Segment Open

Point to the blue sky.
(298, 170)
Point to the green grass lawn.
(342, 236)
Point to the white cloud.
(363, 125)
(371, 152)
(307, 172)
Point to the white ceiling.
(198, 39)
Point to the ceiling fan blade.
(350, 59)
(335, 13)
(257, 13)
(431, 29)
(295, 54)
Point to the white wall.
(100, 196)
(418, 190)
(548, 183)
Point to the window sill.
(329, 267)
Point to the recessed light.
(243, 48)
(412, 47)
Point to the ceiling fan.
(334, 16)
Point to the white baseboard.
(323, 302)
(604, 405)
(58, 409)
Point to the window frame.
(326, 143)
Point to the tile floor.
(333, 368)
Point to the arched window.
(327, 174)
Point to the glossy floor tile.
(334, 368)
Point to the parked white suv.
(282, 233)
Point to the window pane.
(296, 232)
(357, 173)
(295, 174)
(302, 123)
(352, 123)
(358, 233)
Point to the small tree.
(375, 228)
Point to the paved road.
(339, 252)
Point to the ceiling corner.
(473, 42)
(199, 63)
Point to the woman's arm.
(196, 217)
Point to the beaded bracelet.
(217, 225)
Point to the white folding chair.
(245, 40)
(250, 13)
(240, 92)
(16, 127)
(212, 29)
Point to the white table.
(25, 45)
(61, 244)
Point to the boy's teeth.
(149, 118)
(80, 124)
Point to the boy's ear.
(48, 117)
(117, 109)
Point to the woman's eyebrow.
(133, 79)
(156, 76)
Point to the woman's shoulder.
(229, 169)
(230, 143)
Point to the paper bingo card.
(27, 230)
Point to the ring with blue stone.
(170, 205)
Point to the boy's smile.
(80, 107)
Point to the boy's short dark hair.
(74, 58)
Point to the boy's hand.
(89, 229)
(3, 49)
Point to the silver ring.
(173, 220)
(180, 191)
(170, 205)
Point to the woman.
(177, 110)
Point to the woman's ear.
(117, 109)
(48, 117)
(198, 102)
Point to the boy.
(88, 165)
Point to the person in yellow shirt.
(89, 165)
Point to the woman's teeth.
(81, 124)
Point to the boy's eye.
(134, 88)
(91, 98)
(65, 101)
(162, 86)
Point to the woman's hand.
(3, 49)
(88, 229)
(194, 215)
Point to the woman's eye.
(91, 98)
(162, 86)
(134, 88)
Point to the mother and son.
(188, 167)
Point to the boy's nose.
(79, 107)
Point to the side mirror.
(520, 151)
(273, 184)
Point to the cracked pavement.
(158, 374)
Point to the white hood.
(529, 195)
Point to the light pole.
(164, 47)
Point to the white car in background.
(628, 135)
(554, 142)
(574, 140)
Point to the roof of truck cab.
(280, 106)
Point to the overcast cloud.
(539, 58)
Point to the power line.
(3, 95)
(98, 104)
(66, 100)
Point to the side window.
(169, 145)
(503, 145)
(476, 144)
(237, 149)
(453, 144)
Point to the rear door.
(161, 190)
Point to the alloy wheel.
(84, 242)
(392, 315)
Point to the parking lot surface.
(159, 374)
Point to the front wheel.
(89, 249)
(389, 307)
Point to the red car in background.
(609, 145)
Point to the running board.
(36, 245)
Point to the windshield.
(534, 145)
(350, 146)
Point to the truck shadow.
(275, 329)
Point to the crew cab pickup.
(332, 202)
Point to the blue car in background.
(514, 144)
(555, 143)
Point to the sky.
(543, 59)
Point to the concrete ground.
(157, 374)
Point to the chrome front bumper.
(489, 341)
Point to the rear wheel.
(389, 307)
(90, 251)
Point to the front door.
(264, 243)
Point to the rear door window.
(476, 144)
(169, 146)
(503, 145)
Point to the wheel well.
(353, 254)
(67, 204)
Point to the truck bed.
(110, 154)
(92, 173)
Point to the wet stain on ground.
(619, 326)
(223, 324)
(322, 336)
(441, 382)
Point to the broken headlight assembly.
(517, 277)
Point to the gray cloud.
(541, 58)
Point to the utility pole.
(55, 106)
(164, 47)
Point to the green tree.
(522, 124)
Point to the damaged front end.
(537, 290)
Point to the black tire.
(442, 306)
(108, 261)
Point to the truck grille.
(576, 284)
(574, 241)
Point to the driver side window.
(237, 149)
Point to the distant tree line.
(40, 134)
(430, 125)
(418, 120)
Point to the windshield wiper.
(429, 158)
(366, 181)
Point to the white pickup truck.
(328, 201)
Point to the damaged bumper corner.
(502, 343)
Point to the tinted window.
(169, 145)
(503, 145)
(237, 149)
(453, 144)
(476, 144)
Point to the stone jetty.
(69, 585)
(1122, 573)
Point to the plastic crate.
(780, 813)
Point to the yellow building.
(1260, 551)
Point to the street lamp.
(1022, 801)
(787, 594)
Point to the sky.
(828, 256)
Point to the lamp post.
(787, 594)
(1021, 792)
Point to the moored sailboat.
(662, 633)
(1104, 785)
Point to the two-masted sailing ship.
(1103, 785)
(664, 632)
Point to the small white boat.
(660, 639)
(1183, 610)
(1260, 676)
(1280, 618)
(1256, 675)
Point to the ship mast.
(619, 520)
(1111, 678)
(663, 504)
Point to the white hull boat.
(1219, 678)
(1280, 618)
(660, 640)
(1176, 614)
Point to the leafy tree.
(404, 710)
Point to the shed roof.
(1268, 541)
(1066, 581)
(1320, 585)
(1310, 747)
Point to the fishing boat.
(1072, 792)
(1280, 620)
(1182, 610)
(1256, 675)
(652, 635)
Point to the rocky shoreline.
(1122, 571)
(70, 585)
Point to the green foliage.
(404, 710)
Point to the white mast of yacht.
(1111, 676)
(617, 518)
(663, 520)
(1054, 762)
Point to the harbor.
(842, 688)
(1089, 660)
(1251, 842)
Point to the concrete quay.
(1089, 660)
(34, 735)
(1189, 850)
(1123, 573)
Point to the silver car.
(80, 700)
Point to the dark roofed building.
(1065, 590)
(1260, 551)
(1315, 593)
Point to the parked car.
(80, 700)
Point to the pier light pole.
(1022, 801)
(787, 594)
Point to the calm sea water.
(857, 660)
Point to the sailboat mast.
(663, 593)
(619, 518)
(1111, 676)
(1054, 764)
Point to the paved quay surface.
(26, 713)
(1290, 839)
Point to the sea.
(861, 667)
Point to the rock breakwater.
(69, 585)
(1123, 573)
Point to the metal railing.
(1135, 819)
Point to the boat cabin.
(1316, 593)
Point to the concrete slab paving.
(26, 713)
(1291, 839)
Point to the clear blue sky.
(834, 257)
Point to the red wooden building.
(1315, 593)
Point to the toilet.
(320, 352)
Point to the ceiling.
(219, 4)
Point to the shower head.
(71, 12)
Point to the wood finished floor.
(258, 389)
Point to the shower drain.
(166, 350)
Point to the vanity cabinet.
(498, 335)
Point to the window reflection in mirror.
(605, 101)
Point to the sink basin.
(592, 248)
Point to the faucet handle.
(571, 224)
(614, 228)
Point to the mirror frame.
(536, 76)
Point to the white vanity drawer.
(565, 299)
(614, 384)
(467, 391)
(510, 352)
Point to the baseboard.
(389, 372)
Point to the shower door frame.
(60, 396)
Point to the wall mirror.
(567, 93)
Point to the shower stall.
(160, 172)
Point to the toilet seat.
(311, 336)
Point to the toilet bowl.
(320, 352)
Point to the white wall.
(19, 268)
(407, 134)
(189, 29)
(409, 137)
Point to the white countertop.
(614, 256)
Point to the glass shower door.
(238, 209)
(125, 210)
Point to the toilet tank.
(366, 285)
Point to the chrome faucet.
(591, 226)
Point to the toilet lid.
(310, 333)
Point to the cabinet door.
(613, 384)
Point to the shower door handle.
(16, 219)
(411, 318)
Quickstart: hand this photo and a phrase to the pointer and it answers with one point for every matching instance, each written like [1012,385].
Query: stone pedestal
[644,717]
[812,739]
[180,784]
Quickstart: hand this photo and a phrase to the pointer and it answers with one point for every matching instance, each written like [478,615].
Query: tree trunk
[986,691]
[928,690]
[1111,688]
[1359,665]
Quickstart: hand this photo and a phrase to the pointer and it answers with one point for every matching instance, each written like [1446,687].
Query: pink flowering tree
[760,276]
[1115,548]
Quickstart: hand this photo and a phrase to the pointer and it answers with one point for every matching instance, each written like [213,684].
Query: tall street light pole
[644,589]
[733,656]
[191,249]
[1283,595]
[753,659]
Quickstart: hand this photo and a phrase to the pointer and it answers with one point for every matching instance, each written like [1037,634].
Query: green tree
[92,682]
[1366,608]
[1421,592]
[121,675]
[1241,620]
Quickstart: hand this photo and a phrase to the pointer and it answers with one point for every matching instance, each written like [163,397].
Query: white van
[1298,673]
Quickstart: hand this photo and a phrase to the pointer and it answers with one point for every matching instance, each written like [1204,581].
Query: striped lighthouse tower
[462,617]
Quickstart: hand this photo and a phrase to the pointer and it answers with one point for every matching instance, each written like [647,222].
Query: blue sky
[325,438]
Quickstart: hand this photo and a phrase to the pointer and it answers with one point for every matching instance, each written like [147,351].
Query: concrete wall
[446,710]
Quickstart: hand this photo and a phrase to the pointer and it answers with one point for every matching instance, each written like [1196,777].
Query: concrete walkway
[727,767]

Segment Closed

§ **TASK REQUIREMENTS**:
Scan the listing above for the line that has "written like [1012,385].", then copy exactly from that line through the line that has "written like [1446,687].".

§ **TASK RESULT**:
Quickstart: hand this photo and a phrase to the pointer and it answers with one point for every matching instance, each written like [1012,385].
Query: stone pedestal
[644,717]
[812,739]
[180,784]
Quickstart: hand this photo and a phrase to the pointer and it answers with one point for every matching instance, each written like [478,615].
Query: tree trunk
[986,691]
[928,690]
[1111,688]
[1359,665]
Quickstart: hand this photo and a phrase to the pointer and it answers with one point for every matching instance, each written like [1446,687].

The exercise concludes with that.